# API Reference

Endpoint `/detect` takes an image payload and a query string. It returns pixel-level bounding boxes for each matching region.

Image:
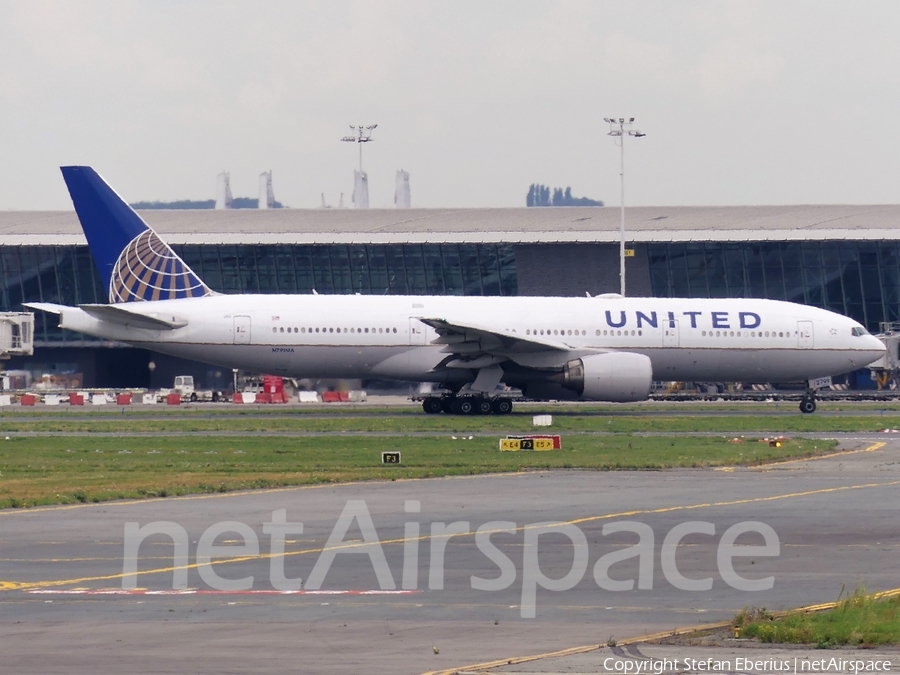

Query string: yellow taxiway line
[0,480,900,591]
[422,588,900,675]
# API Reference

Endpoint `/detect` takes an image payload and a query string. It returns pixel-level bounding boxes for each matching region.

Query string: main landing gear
[800,390,816,415]
[422,396,512,415]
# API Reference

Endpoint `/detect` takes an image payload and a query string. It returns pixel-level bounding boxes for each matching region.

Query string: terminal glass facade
[648,241,900,331]
[0,244,518,344]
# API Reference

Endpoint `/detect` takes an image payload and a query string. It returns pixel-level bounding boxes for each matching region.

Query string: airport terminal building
[0,205,900,387]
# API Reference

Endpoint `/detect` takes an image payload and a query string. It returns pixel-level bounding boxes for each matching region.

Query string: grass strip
[735,589,900,649]
[0,412,900,434]
[0,435,836,507]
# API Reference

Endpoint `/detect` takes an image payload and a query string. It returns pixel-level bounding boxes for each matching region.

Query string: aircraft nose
[865,335,887,360]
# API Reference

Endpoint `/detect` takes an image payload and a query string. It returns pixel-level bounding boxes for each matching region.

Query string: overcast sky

--*--

Rewrite all the items above, swapping every "bounding boxes" for "box coordinates" and keeping everything else the same. Leave the picture out of your answer.

# API Reference

Endpoint `/detect` takes an image payload and a query string. It returns pixel-level box coordinates for each matching region.

Image:

Query string: yellow taxiway line
[0,480,900,591]
[422,588,900,675]
# API Reference

Endpoint `/detect` takes an image payload and a query string. It returns pixel-level box coordinates for each matching region.

Query string: main landing gear
[800,390,816,415]
[422,396,512,415]
# API Reference

Endpoint `/detect` takes an image payload and a query string. It returns pixel-level box coordinates for each matching region.

Query string: terminal glass facade
[648,241,900,331]
[0,244,518,344]
# API Reference

Endpoint `/detect` takes an image payload and a query string. It returns pixel-level box coordinates for each matching region.

Query string: airport terminal building
[0,205,900,387]
# API Reference

Endpoint `/detect` takes an image payload and a query string. It returns pixel-level box coordinates for each matching region.

Query string: grass strip
[735,589,900,649]
[0,412,900,434]
[0,435,836,507]
# API Reference

Endpoint `/detect` takes an image payload and a query string. It returns pixel-level box coordinates for each matching region.

Query string: aircraft nose
[865,335,887,360]
# API Reference

Endpoint `/detect` takes an image payload and a query string. It returns pixel-level box coordinates for each matching region.

Query string: overcast sky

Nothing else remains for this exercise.